--- Письменное задание 1 ---
Выведите без изменений отрывок из фрагмента о летосчислении от слов «XIV Первый год» до слов «году оно произошло.» включительно.

:: Цитируемый текст ::

XIV Первый год

We use cookies. Read the Privacy and Cookie Policy

XIV

Первый год

Когда мы говорим, что королева Виктория взошла на престол в 1837 году, мы привычно подразумеваем, что она начала царствовать в 1837 году от Рождества Христова; но если бы мы отсчитали назад, до первого года, то обнаружили бы, что в тот год возраст мальчика Христа был около четырех лет. Здесь явно вкралась какая-то ошибка. Да и как могло быть иначе! Ведь только начиная с 600 года после рождения Христа мир стал датировать свои письма и документы, ссылаясь на это событие, а тогда еще не было ученых людей, чтобы в точности рассчитать, в каком году оно произошло.

:::
:: Данные к заданию ::

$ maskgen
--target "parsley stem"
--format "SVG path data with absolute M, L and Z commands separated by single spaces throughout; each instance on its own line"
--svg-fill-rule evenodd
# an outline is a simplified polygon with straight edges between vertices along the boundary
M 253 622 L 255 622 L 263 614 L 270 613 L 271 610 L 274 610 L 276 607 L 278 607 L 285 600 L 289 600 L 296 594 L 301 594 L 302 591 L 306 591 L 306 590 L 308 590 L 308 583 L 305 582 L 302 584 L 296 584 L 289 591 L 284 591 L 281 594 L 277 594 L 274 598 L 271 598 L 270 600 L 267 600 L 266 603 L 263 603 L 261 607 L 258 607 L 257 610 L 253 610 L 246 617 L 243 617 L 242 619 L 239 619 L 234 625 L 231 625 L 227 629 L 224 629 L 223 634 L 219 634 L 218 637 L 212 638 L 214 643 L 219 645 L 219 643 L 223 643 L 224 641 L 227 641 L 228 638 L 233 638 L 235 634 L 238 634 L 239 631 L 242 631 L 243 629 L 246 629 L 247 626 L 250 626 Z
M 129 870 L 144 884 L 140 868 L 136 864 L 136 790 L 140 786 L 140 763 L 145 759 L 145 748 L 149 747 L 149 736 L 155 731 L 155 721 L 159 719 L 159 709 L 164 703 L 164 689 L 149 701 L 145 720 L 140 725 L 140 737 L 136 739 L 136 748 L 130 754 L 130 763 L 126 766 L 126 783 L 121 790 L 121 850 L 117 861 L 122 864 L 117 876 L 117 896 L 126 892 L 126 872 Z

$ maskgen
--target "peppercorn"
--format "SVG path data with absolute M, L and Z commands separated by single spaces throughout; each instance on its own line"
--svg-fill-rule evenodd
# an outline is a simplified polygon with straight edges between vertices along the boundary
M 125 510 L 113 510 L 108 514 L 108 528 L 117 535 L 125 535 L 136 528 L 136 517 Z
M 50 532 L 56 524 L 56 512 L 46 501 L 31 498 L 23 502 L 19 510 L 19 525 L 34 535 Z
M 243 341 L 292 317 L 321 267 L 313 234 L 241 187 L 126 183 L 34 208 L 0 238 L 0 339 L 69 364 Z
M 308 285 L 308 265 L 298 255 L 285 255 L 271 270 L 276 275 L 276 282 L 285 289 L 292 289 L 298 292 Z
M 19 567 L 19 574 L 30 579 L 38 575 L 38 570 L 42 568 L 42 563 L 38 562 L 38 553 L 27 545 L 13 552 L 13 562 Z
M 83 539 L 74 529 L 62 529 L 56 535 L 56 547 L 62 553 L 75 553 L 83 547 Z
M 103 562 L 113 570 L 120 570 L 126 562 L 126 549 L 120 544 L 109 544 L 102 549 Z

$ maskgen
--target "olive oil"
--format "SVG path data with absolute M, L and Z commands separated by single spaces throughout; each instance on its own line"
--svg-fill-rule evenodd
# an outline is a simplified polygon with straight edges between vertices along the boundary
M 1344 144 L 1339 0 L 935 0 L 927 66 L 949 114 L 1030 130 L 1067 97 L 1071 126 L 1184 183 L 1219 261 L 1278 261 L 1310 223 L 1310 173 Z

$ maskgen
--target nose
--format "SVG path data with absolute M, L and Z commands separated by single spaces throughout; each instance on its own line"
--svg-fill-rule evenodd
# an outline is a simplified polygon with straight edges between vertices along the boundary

:::

--- Письменное задание 2 ---
Соберите все строки записей, в которых встречается строка «target».

--- Правильный ответ 1 ---
XIV Первый год

We use cookies. Read the Privacy and Cookie Policy

XIV

Первый год

Когда мы говорим, что королева Виктория взошла на престол в 1837 году, мы привычно подразумеваем, что она начала царствовать в 1837 году от Рождества Христова; но если бы мы отсчитали назад, до первого года, то обнаружили бы, что в тот год возраст мальчика Христа был около четырех лет. Здесь явно вкралась какая-то ошибка. Да и как могло быть иначе! Ведь только начиная с 600 года после рождения Христа мир стал датировать свои письма и документы, ссылаясь на это событие, а тогда еще не было ученых людей, чтобы в точности рассчитать, в каком году оно произошло.

--- Правильный ответ 2 ---
--target "parsley stem"
--target "peppercorn"
--target "olive oil"
--target nose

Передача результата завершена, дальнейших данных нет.